Reproduce each record below exactly as written.

----- EXTRACTED DATA

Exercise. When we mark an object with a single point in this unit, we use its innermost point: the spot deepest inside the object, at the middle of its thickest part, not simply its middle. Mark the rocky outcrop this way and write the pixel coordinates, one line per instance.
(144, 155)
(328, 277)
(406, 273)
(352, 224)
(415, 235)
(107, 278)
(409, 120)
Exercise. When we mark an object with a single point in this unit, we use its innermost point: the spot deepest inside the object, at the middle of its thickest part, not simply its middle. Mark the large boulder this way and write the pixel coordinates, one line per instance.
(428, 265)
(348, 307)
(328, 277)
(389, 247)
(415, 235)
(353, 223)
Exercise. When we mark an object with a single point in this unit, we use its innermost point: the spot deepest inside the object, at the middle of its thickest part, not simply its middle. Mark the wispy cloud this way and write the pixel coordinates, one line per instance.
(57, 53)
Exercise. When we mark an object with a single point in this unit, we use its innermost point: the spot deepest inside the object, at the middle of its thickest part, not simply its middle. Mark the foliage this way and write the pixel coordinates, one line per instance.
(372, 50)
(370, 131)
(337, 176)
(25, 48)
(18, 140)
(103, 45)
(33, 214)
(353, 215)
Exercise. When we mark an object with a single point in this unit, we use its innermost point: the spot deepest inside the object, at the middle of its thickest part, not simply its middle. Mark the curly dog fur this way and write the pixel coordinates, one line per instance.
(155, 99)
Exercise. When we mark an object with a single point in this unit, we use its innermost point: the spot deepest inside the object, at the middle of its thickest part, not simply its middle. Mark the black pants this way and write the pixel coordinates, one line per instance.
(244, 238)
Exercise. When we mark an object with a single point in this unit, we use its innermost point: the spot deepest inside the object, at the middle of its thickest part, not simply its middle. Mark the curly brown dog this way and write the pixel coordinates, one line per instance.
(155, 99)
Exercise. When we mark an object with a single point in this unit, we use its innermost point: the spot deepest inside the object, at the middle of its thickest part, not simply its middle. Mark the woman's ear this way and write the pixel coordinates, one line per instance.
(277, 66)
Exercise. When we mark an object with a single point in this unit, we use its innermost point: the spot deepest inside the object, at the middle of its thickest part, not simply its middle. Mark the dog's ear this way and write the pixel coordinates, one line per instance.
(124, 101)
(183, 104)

----------

ANSWER TO THIS TASK:
Exercise. When we mark an object with a single point in this unit, we use its innermost point: the spot deepest inside the object, at the middle of its thickest part, not simply its middle. Mark the rocky outcrop this way and write the pixel coordinates, one line per instance.
(144, 155)
(328, 277)
(406, 273)
(352, 224)
(415, 235)
(107, 278)
(409, 120)
Exercise. When we mark an object with a single point in this unit, we use its innermost point: the spot deepest inside the object, at the middle of its thickest part, not simply its middle. Mark the large boulder this way and write the pixel coordinates, one line per instance.
(428, 265)
(348, 307)
(328, 277)
(389, 247)
(415, 235)
(353, 223)
Exercise. When we mark an object with a single point in this unit, we use its innermost point: the spot deepest inside the object, at the middle of its thickest part, not simply its middle. Mark the wispy cloud this way and write the pixel coordinates, one line per instance.
(57, 53)
Exercise. When we mark an object with a single point in this unit, we use its innermost point: the spot deepest inside the object, at the middle of its thickest part, not simply its middle. Mark the foliage this way and write the pixel coordinates, one line per instance.
(372, 50)
(370, 131)
(337, 176)
(25, 48)
(18, 140)
(103, 45)
(33, 214)
(353, 215)
Exercise. When we mark an object with a single point in this unit, we use its innermost point: the spot deepest inside the object, at the middle of its thickest part, not simply its middle. Mark the curly dog fur this way and write the pixel coordinates, one line per instance.
(155, 99)
Exercise. When we mark an object with a single point in this unit, we use its innermost point: the spot deepest inside the object, at the middle of its thickest part, not simply its middle. Mark the black pants this way and write the pixel coordinates, one line per instance.
(244, 238)
Exercise. When we mark an object with a single point in this unit, we use its innermost point: the spot deepest inside the object, at the middle of its thickest part, not simply its middle. Mark the curly brown dog this way and write the pixel coordinates, one line per instance.
(155, 99)
Exercise. When we mark an object with a single point in this unit, we use its innermost point: the spot deepest inside the object, at the middle of its thickest part, not simply its middle. Mark the woman's ear this way and write the pixel coordinates, one line per instance.
(277, 66)
Exercise. When we mark an object with a single point in this unit, we use its innermost point: the spot deepest inside the object, at the middle of its thickest part, not simply its middle. Mark the dog's ear this way and write the pixel coordinates, one line per instance.
(124, 101)
(183, 104)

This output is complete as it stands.